── Records supplied ──

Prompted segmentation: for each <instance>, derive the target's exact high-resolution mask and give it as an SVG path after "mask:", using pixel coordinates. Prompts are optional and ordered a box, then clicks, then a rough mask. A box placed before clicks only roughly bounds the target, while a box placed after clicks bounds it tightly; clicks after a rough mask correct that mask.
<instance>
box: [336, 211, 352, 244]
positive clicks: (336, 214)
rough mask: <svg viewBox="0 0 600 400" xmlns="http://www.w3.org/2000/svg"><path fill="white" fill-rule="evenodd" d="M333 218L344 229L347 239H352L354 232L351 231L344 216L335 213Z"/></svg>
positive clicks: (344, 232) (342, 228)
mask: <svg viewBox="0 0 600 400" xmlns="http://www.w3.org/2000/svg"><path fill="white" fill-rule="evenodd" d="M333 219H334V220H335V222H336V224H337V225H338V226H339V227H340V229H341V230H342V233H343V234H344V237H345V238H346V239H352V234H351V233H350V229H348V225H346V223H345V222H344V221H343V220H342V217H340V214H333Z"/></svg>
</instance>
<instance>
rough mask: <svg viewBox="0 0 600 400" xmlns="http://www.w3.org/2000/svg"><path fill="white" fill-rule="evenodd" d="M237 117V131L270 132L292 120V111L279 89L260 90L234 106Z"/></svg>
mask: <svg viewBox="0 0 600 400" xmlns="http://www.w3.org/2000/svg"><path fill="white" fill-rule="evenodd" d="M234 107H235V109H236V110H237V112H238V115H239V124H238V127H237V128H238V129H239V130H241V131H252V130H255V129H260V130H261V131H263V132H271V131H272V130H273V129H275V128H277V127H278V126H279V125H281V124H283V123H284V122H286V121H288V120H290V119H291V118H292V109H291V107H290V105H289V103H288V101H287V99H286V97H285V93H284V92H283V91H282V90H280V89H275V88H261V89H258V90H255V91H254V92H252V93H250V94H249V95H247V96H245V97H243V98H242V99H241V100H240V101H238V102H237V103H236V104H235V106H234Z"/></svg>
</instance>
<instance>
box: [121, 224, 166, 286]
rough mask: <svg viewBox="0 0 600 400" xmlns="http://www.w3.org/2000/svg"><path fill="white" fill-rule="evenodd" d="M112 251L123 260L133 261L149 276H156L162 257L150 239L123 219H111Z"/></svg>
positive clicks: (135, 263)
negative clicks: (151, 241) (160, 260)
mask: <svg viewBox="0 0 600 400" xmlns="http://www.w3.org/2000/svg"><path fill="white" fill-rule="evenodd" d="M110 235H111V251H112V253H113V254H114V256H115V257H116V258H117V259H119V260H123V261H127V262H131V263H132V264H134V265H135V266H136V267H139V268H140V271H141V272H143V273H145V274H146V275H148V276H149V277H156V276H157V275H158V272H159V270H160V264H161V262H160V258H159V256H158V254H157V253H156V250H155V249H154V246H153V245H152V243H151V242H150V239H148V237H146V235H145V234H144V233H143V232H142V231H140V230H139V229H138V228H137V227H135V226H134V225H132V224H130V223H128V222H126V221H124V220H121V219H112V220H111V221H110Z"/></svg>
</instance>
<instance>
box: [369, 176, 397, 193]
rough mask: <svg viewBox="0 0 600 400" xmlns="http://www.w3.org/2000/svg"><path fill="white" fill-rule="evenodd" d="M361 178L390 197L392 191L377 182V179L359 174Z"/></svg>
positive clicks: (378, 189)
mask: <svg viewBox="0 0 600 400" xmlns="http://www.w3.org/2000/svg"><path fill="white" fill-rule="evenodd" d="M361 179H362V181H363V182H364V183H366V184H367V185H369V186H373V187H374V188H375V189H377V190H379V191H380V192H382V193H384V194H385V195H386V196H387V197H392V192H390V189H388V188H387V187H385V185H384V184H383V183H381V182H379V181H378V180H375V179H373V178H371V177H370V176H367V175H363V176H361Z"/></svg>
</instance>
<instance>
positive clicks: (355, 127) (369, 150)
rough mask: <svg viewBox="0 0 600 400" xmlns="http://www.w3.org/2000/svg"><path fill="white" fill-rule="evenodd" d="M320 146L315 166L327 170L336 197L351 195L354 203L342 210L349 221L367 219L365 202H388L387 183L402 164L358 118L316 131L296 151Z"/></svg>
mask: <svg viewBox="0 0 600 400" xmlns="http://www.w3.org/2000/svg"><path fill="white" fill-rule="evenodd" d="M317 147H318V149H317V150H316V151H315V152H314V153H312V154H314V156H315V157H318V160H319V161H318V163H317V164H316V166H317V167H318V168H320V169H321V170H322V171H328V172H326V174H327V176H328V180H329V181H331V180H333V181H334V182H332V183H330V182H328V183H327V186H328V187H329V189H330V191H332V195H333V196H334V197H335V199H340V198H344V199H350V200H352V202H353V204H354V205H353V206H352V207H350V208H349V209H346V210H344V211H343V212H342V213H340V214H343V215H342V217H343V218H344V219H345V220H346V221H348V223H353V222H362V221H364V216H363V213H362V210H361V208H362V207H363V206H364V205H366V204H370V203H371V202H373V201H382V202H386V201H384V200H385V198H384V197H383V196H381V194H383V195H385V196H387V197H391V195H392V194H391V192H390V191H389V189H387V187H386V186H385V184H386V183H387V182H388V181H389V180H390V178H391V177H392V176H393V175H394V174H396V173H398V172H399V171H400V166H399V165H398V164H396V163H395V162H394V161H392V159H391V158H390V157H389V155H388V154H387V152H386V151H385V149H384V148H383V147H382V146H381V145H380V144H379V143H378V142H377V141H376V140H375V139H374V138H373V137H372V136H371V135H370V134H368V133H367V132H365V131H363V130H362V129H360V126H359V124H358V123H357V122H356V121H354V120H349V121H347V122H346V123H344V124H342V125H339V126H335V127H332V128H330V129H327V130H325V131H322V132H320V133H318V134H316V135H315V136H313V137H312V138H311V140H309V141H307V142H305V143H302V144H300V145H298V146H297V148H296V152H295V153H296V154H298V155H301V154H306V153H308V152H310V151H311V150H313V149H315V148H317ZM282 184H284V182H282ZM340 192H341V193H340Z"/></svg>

───
── Records supplied ──

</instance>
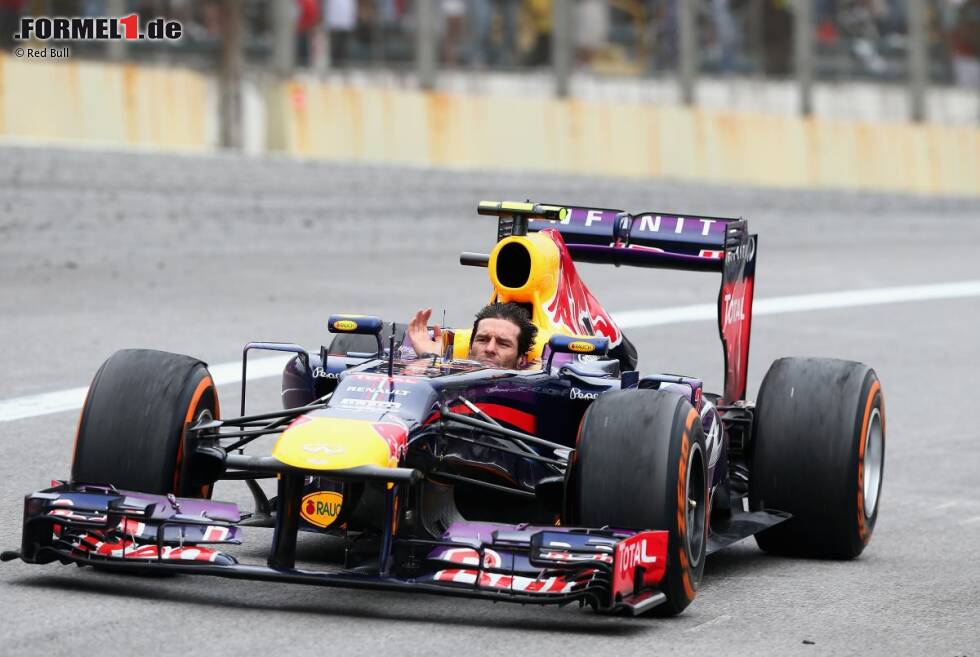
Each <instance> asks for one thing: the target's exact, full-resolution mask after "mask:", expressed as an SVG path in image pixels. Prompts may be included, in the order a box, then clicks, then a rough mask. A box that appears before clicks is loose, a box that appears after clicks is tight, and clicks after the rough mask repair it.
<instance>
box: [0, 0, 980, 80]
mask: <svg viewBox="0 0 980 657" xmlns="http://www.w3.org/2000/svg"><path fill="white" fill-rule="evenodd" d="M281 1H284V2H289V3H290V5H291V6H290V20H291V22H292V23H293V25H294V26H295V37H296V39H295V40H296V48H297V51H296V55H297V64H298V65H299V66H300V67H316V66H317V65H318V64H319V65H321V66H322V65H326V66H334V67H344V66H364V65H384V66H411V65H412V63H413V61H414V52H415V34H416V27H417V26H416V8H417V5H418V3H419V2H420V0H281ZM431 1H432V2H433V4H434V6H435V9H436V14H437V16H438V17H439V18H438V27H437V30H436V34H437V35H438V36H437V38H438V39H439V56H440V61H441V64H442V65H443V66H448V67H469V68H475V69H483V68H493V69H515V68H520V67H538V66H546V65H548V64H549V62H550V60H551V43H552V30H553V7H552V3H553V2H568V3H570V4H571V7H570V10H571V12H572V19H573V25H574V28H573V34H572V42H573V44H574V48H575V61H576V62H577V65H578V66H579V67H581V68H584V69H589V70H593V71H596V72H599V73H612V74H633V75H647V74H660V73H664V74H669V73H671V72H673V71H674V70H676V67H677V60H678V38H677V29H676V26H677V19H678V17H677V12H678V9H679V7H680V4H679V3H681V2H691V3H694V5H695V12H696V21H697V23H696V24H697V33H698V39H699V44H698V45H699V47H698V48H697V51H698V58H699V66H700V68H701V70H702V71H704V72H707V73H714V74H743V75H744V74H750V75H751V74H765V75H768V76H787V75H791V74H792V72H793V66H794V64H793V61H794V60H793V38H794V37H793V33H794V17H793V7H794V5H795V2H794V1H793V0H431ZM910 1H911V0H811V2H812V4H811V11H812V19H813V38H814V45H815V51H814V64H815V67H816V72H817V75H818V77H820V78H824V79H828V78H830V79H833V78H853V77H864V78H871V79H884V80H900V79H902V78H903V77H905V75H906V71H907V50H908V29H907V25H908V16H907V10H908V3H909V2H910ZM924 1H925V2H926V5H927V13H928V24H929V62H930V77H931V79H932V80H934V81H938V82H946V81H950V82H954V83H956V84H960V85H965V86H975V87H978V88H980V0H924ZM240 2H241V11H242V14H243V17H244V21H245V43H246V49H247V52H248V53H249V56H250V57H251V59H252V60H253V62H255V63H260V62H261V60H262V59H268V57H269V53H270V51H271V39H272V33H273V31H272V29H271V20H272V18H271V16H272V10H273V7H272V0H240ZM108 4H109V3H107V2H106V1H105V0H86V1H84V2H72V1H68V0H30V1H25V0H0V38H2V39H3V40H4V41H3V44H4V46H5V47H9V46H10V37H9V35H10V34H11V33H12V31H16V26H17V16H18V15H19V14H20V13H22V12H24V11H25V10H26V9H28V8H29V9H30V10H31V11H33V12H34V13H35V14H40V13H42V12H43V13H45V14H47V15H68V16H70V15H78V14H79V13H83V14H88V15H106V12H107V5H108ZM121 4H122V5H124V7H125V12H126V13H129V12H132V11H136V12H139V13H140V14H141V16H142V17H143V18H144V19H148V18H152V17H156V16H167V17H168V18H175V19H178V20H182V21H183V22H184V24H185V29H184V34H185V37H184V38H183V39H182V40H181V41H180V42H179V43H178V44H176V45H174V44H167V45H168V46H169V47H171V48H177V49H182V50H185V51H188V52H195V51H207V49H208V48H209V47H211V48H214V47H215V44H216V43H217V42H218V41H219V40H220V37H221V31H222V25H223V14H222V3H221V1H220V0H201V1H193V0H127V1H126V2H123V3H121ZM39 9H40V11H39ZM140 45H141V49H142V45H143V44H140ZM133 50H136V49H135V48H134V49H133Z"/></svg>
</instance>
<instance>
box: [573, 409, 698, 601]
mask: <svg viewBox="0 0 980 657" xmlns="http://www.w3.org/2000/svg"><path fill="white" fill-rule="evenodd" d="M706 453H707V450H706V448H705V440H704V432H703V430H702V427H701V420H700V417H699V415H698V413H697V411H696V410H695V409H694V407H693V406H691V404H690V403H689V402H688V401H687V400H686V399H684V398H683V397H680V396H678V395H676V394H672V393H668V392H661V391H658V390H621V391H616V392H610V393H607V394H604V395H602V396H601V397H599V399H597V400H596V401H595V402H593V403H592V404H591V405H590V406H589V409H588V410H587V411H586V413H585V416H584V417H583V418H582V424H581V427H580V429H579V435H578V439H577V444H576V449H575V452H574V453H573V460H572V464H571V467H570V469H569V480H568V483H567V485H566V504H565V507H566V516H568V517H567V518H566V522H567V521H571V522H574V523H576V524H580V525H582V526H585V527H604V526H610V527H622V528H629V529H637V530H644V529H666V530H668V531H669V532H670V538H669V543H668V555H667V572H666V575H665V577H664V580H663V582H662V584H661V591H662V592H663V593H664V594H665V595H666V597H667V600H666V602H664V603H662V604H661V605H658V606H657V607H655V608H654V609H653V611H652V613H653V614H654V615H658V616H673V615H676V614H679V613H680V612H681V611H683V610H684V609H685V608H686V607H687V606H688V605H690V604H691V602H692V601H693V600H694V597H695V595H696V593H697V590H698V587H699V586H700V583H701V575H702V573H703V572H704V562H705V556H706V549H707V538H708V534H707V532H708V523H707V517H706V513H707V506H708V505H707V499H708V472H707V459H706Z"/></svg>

───

▶ _Description of the task_: Please pick out each line in the listing that contains the string "positive", treating uppercase and lowercase as different.

▶ _Answer area_:
positive clicks: (336, 214)
positive clicks: (344, 232) (342, 228)
positive clicks: (135, 263)
positive clicks: (378, 189)
positive clicks: (355, 127) (369, 150)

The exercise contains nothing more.